## WHAT NEEDS TO BE DONE
Go through the entries below and print each one exactly, leaving out pictures.

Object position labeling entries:
----
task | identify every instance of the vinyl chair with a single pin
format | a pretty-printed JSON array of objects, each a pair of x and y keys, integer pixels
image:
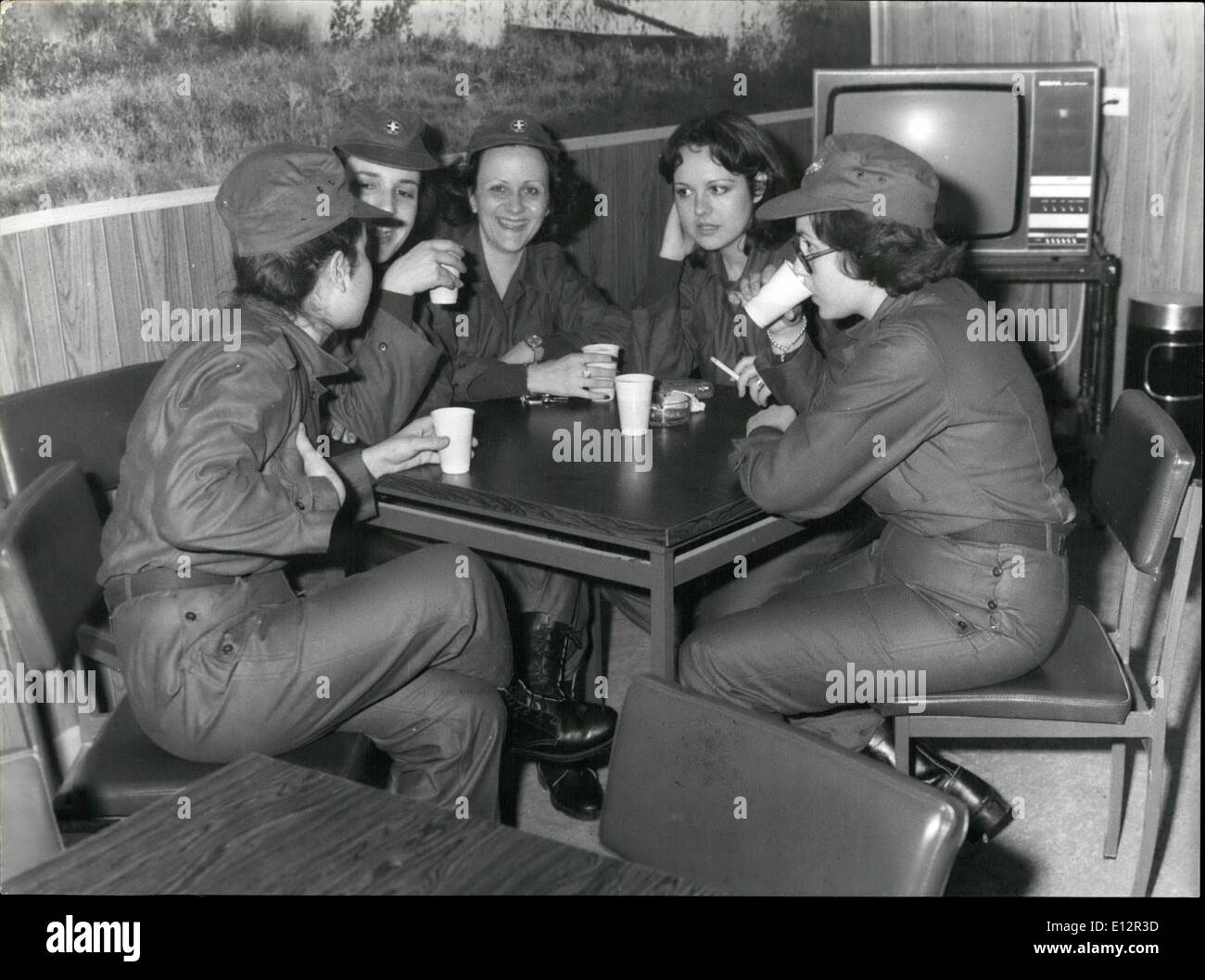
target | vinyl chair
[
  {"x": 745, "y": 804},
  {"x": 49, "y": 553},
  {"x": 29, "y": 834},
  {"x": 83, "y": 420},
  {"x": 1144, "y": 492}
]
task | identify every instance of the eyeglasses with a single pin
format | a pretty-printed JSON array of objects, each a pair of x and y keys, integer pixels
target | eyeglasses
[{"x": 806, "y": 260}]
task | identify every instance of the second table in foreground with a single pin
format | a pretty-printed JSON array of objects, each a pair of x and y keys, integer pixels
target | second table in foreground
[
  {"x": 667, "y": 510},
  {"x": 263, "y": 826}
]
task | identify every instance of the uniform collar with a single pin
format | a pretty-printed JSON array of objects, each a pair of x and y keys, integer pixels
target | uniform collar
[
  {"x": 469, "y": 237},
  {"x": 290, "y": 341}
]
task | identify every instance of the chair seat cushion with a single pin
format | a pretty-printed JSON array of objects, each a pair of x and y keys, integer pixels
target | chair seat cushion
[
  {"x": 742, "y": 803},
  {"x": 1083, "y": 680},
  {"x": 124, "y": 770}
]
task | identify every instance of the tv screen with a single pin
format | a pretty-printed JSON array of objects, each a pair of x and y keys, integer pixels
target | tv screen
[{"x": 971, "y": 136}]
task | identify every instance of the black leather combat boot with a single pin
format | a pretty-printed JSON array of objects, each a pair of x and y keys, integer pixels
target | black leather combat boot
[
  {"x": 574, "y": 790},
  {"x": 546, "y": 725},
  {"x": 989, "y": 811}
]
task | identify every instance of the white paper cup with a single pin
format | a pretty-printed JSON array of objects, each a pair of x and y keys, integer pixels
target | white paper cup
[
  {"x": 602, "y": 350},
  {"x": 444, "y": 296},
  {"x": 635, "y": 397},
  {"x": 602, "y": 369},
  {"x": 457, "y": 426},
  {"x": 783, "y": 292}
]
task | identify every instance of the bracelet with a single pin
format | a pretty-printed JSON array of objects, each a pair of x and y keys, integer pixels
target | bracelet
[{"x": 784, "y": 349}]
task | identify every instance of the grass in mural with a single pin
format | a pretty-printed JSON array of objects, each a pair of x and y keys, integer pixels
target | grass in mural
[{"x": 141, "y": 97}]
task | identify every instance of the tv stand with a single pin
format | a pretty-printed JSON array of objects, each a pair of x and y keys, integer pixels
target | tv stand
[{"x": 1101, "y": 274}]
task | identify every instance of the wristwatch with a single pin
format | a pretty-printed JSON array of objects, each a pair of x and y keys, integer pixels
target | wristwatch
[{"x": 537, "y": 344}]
----
## WORKED SOLUTION
task | identify every instance of the vinyl chair with a single pin
format | a pretty-printed JSON array of objects, each a pair of x and y keys, integer pixels
image:
target | vinyl chair
[
  {"x": 745, "y": 804},
  {"x": 49, "y": 553},
  {"x": 29, "y": 834},
  {"x": 83, "y": 420},
  {"x": 1144, "y": 492}
]
task | identify every instance of the eyeglasses with a single pin
format | a pretty-printed JSON array of objects, each a pair of x and y keys, integer pixels
target | eyeglasses
[{"x": 806, "y": 260}]
task | identify every instance of the second table in foreground with a single pin
format | a pretty-printed JSON array of objects, each a pair of x and y keys, integer pixels
target | second table in foreground
[
  {"x": 667, "y": 510},
  {"x": 263, "y": 826}
]
task | identify every instance of the uniform collar with a single pin
format | a pretty-printed JSON array of objects, each a pair of x and y keys, integer pixels
target | uniform collar
[
  {"x": 469, "y": 237},
  {"x": 290, "y": 341}
]
task | identify every instance of the chair seat cushion with a single pin
format | a pretty-printed JSON array of objects, each a pair of x and y keys, integer pixels
target | chair seat cushion
[
  {"x": 742, "y": 803},
  {"x": 1083, "y": 680},
  {"x": 124, "y": 770}
]
task | identify every instance of the tv screen with a single pin
format | a pretty-printed JSON array of objects, each a pair of x and y keys, integer pixels
target | tv screen
[{"x": 971, "y": 136}]
task | identify every instance of the black leather combat boot with a single pin
format | a pretty-printed JSON array of objects, each a pair of x and y keys, integer pixels
target | black leather combat boot
[
  {"x": 574, "y": 790},
  {"x": 546, "y": 725},
  {"x": 989, "y": 811}
]
task | identify every instance of the white paper cup with a single pin
format | a pretty-printed JSON array of objects, each a pair of x and y keys, integer pixels
target | white paper cup
[
  {"x": 602, "y": 350},
  {"x": 444, "y": 296},
  {"x": 635, "y": 397},
  {"x": 602, "y": 369},
  {"x": 457, "y": 426},
  {"x": 783, "y": 292}
]
task | identify every instance of the bracelet with a single pin
format | a pretty-printed JSON array of objects, each a pair of x and y keys, integer pixels
target | bracelet
[{"x": 784, "y": 349}]
task | identify every instance of the grass in mural with a single pin
format | a pretty-printed JSON array of objects, each a pair of x and y keys, integer pixels
target | grass in mural
[{"x": 141, "y": 97}]
task | identify every instance of the tv stand with a single pin
format | a pretty-printed JSON array of objects, each a pair of x and y keys, integer pixels
target | tv stand
[{"x": 1101, "y": 274}]
task | identify every instance of the wristwatch with a single pin
format | a pretty-printed JSON array of objects, each a pair of x and y keys, integer pixels
target | wristwatch
[{"x": 537, "y": 344}]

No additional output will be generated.